> _WHAT IS REQUIRED_:
Starting at the first line and ending at the last, reproduce the records below exactly.

★ ★ ★ ★ ★

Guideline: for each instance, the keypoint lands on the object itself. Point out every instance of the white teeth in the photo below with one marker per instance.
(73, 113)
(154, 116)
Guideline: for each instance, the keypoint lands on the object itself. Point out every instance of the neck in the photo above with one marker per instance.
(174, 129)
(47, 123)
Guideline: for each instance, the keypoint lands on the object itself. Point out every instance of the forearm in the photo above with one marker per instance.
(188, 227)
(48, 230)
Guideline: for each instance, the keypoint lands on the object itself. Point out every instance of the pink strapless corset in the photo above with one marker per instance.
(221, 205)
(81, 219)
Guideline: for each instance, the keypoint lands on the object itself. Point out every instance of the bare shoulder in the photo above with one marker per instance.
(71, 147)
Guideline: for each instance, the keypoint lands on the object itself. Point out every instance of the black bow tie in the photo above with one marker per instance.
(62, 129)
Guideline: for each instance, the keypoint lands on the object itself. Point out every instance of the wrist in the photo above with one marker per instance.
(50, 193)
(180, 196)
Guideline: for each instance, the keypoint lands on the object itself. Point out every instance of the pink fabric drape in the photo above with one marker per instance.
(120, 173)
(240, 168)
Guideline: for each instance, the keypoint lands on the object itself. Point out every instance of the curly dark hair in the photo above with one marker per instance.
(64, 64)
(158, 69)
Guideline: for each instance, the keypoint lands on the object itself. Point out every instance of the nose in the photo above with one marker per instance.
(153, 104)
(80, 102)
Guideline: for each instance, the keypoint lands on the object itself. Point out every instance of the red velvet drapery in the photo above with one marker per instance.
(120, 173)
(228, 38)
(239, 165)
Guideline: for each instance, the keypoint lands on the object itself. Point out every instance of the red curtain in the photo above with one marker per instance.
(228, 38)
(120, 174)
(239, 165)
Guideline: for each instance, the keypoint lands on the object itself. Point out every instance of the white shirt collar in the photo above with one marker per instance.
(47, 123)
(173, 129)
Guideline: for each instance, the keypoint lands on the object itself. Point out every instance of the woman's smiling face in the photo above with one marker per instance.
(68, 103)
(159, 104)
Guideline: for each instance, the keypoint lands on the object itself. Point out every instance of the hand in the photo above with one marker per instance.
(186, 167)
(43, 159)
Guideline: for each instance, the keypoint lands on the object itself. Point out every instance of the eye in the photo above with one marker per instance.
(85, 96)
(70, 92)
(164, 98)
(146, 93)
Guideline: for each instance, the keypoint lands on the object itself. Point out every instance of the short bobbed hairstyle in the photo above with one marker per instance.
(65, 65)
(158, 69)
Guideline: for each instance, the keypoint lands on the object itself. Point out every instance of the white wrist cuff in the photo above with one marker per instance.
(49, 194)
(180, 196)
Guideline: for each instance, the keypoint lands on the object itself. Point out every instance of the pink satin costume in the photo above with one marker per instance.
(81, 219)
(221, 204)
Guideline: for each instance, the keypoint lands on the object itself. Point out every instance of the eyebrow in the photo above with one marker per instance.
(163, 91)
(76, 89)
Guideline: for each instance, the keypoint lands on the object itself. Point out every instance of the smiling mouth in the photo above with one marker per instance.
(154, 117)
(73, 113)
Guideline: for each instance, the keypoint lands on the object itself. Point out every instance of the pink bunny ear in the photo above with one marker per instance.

★ ★ ★ ★ ★

> _ANSWER SPACE_:
Guideline: for each instance, the keypoint lands on the object itself. Point out every instance of the white teeth in the photo below with one marker per instance.
(73, 113)
(154, 116)
Guideline: for each instance, the keypoint lands on the object itself. Point out every instance of the neck in the photo above with one marker per instance.
(174, 129)
(47, 123)
Guideline: for each instance, the keypoint lands on the object itself. Point out every instance of the forearm in the photo above with one marker per instance.
(188, 227)
(48, 230)
Guideline: for each instance, the keypoint lands on the object itself. Point out every instance of the pink strapless corset in the photo above with one marker per instance.
(221, 205)
(81, 219)
Guideline: for each instance, the keypoint lands on the object itself. Point out every instance of the bare shoulder in the photo above with one marker per instance.
(71, 147)
Guideline: for each instance, the keypoint lands on the object itself. Point out every instance of the black bow tie in the photo above with one marker per instance.
(62, 129)
Guideline: for each instance, the keypoint lands on the object itself. Point out every instance of the wrist in the photo above with one marker per instance.
(50, 193)
(180, 196)
Guideline: for each instance, the keypoint lands on the object itself. Point out every instance of the pink fabric drape in the photo above with one marker per instance.
(120, 173)
(240, 168)
Guideline: for each instance, the keypoint lands on the object itself. Point out every instance of the curly dark hair in the photo above with one marker per instance.
(64, 64)
(158, 69)
Guideline: for each instance, the keypoint lands on the object itself. Point out every instance of the nose in the photo above with one marker per instance.
(153, 104)
(80, 102)
Guideline: for each instance, the keypoint lands on the object itself. Point out every instance of the red velvet drapery in the photo above with one marker per instance.
(120, 173)
(228, 38)
(239, 165)
Guideline: for each instance, the keypoint lands on the object itself. Point out every instance of the red curtain in the photo above with one marker per instance.
(228, 38)
(120, 174)
(239, 165)
Guideline: for each instance, the keypoint lands on the object itself. Point out every instance of the white shirt collar in the photo above with one marker per instance.
(47, 123)
(173, 129)
Guideline: for each instance, the keypoint lands on the object itself. Point out every instance of the woman's smiling face in the photo above with one marker per instance.
(68, 103)
(159, 104)
Guideline: for each instance, the keypoint lands on the object itself. Point out every instance of the hand in the photo above with one marker per instance.
(186, 167)
(43, 159)
Guideline: for each instance, the keypoint lands on the object itself. Point out every instance of the eye in the photo above with one marker per instance.
(85, 96)
(70, 92)
(164, 98)
(146, 93)
Guideline: for each instance, the keypoint lands on the object itself. Point out every instance of the short bobbed hairstyle in the photo above with one marker per instance.
(65, 65)
(158, 69)
Guideline: for each instance, the keypoint lands on the object itself. Point out every instance of the white wrist cuff in the photo above with one marker per instance.
(49, 194)
(180, 196)
Guideline: for each instance, the keypoint lands on the object itself. Point out every instance of the pink satin costume in the photo above with one marker per instance.
(81, 219)
(221, 204)
Guideline: for each instance, the keypoint lands on the object itself. Point out every instance of the eyebrow in the photo above with one marker per instance.
(163, 91)
(76, 89)
Guideline: for each instance, the keypoint lands on the object itself. Point out every instance of the smiling mouth in the photo above with one marker per instance.
(154, 117)
(73, 113)
Guideline: for each instance, the keypoint lands on the object itself. Point out every instance of the pink bunny ear in the photo above with one marker per instance.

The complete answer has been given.